[Excerpted text Boundary: Start]
Advice circulating in traditional and social media to take vitamin D supplements to help stave off the coronavirus may be premature. The risks associated with taking more vitamin D are low, but there is the very real risk of raising false hope. Indeed, some of the researchers producing the studies linking vitamin D deficiency and coronavirus mortality rates warn against drawing sweeping conclusions about the benefits of taking the supplement.
Entertainment mogul Tyler Perry, for instance, on Instagram urged black people to use vitamin D because he had “read in a study out of Spain, Italy, and China … that a lot of people who died from COVID were low in vitamin D.”
The suggestion that vitamin D deficiency may be a source of vulnerability to the virus has also been given prominent distribution in outlets as varied as the nutrition industry news site Nutra Ingredients and the Wall Street Journal opinion page.
Yet, that advice is based on research that has serious data flaws.
Just prior to the spread of the pandemic, scientists with the Second International Conference on Controversies in Vitamin D released a consensus statement stating the methods used to test for vitamin D levels were “a critical and controversial issue.”
One reason for the controversy is that methods of testing vitamin D are often inconsistent, yielding very different results.
“The measurements of vitamin D are not standardized even within countries, so no blanket statement can be made about the validity of any specific countrywide measure,” said Dr. Robert Adler, one of the authors of the consensus statement. Adler, the chief of Endocrinology and Metabolism at the McGuire VAMC/Central Virginia VA Health Care System, told the Washington Examiner the preferred method for collecting vitamin D is one that separates liquid in a blood sample, uses two mass spectrometers, and follows standards developed by the National Institute of Standards and Technology. “These are available in many countries, but they are more expensive,” said Adler.
In the study cited by Perry, in which researchers from Northwestern University and Boston Medical Center found that nations with higher COVID-19 mortality rates had lower levels of vitamin D, some of the data from Italy were not collected using the preferred method.
The comparability of vitamin D tests also depends on when the tests are conducted, as vitamin D levels in human beings vary considerably depending on the season. “It will be highest at the end of summer and lowest at the end of winter, in general,” said Adler. In the Northwestern study, the data from France got collected during winter 2016, while in Iran, data collection occurred at both an autumn/winter period and a spring/summer period.
In short, there is no guarantee that vitamin D data collected in one nation is comparable to data collected in another.
[Excerpted text Boundary: End]
[Supplied information Boundary: Start]
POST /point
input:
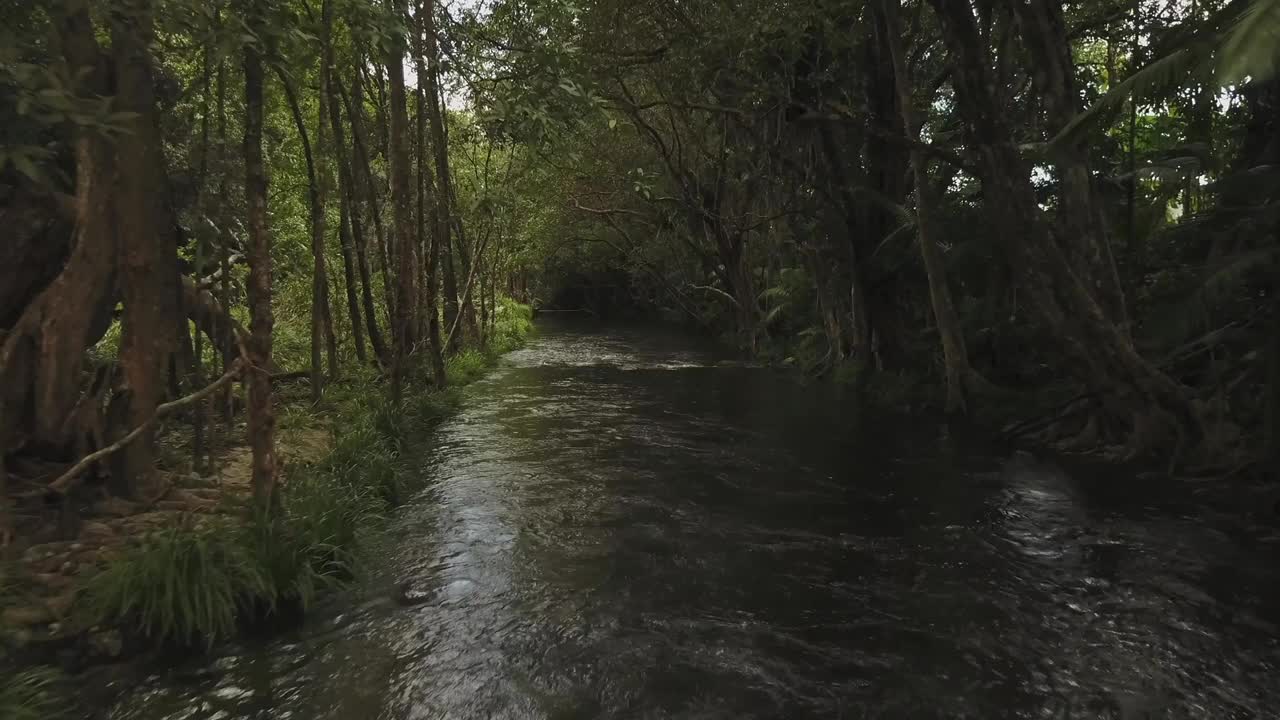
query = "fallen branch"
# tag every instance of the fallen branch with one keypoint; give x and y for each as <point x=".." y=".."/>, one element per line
<point x="63" y="483"/>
[Supplied information Boundary: End]
Activity list |
1. Can you extract the part of the vitamin D article from "The suggestion that" up to and including "Journal opinion page."?
2. How would the vitamin D article go on after its last sentence? Continue it from that point.
None of the material is needed here.

Exercise results |
1.
The suggestion that vitamin D deficiency may be a source of vulnerability to the virus has also been given prominent distribution in outlets as varied as the nutrition industry news site Nutra Ingredients and the Wall Street Journal opinion page.

2.
Indeed, researchers warn that the public shouldn’t yet derive conclusions from this research. “It is still too early to comment on vitamin D as a possible co-treatment for COVID-19,” said Dr. Paul Lips of the Amsterdam University Medical Center, who has studied vitamin D testing extensively.
Dr. Cristian Ilie, research director at Norwich University Hospital and the co-author of a widely circulated study from the Queen Elizabeth Hospital Foundation Trust and the University of East Anglia finding a link between mortality and vitamin D deficiencies, acknowledged that his study had limitations. “We just wanted to describe our findings, which should be obviously validated in larger, different design studies,” he said to the Washington Examiner.
“I think one would need to do a placebo-controlled, randomized study” before advising vitamin D as a way to combat COVID-19, Dr. Vadim Backman, a professor of medicine at Northwestern University told the Washington Examiner. “My hope is that our work will help initiate such studies,” said Backman, who is also a co-author of the study touted by Perry.
To be sure, the risks of taking vitamin D appear to be low. It is possible that advising the public to take vitamin D could generate a shortage, much like that of toilet paper, making it harder for those with vitamin D deficiencies to find it. But it seems unlikely. “When I was last in the store, there was plenty on the shelves, and the price is fairly low,” said Angela Dowden, a registered nutritionist and writer at the conservative American Council on Science and Health. There are some serious health risks associated with the overuse of vitamin D, such as kidney problems and calcified blood vessels, but those are associated with long-term overuse. And it should be noted that much research does show that vitamin D can protect against the effects of other types of viruses.
Furthermore, there is newer research using different methods that suggests vitamin D may protect against COVID-19. Research conducted by Dr. Mark Alipio of the University of Southeastern Philippines examined 212 patients in the Philippines instead of using testing results from multiple countries. He found that patients with severe COVID-19 symptoms were much more likely to have low levels of vitamin D.
Yet Alipio was cautious about the findings. While he wrote that “vitamin D supplementation could possibly improve clinical outcomes of patients infected with COVID-19,” he counseled that “further research should conduct randomized controlled trials and large population studies to evaluate this recommendation.” Such research is likely a long way off, as randomized controlled trials are expensive and time-consuming.